> **Extract to read**

Start of Block

There's no evidence to support that gene therapy will ever be inexpensive. We can merely say that the process may become less shockingly expensive.

primax 1 day ago

> There's no evidence to support that gene therapy will ever be inexpensive. We can merely say that the process may become less shockingly expensive.

A similar thing has been said about so many cutting edge therapies and technologies in the past that I think you'll end up being quite surprised.

Eventually someone will invent a machine that spits these therapies out like espresso machines.

paulryanrogers 1 day ago

What should we as humanity, as society, spend most of our wealth and resources doing?

Sending robber barrons and their girlfriends into space?

philipkglass 1 day ago

I'm of accord with the Utopians of Ada Palmer's Too Like the Lightning:

When a Utopian dies, of anything, the cause is marked and not forgotten until solved. A fall? They rebuild the site to make it safe. A criminal? They do not rest until he is rendered harmless. An illness? It is researched until cured, regardless of the time, the cost, over generations if need be. A car crash? They create their separate system, slower, less efficient, costing hours, but which has never cost a single life. Even for suicide they track the cause, and so, patiently, blade by blade, disarm Death. Death, of course, has many weapons, and, if they have deprived him of a hundred million, he still has enough at hand to keep them mortal. For now.

End of Block

> **What this exercise asks**
**a)** Please return the portion of the gene therapy thread starting with "primax 1 day" and going on through "and resources doing?".
**b)** Take the comment thread on gene therapy costs further, picking up after its last sentence.
The entries come from a separate source.

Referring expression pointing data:
Start of Block

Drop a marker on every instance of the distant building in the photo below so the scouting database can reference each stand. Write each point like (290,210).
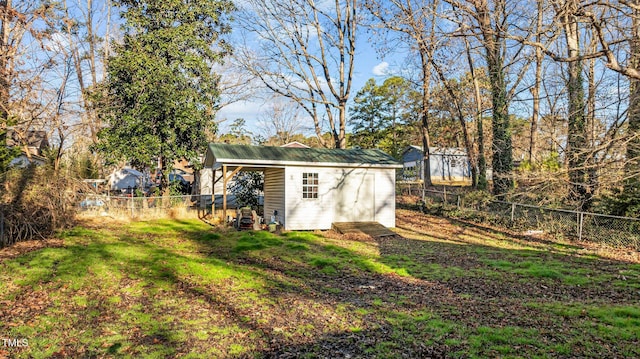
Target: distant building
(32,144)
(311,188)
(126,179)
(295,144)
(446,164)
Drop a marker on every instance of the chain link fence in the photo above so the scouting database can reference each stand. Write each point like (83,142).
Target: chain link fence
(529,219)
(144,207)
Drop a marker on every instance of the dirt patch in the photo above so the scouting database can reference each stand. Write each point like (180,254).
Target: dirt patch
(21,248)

End of Block
Start of Block

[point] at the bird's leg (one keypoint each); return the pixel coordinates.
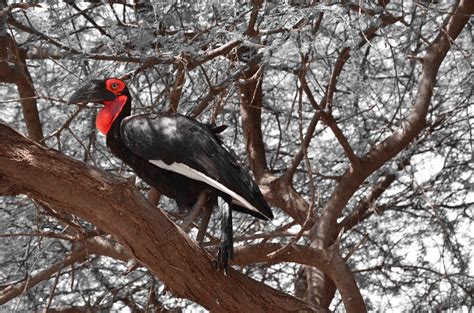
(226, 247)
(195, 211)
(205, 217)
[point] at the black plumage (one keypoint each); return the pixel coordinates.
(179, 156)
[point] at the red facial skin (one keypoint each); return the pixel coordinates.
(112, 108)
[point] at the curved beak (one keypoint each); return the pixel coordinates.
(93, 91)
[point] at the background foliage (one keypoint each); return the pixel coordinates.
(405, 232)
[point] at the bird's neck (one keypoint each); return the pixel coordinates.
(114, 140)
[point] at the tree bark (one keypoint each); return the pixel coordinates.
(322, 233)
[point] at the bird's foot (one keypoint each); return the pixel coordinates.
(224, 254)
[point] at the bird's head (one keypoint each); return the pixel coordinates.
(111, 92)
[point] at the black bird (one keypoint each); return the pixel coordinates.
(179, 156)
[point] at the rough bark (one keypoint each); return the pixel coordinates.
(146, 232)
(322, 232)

End of Block

> **Answer list**
**a)**
primax 1 day ago

> There's no evidence to support that gene therapy will ever be inexpensive. We can merely say that the process may become less shockingly expensive.

A similar thing has been said about so many cutting edge therapies and technologies in the past that I think you'll end up being quite surprised.

Eventually someone will invent a machine that spits these therapies out like espresso machines.

paulryanrogers 1 day ago

What should we as humanity, as society, spend most of our wealth and resources doing?

**b)**
paulryanrogers 8 hours ago

So we should not even try to help the sick because 'death' has too many other ways to kill them?

philipkglass 7 hours ago

I mean the opposite. We should continue seeking cures to every fatal condition, from the common to the rare.

paulryanrogers 6 hours ago

Thanks for clarifying. Apparently returning to Reddit has made me cynical.

os2warpman 1 day ago

>There's no evidence to support that gene therapy will ever be inexpensive.

My prediction is based on the number of efforts, too numerous to list here, being undertaken to develop lab equipment to automate the extremely labor-intensive workflow and the accumulation of vast libraries of CRISPR-Cas9 screens and dependency maps, the creation of which are also expensive and labor-intensive.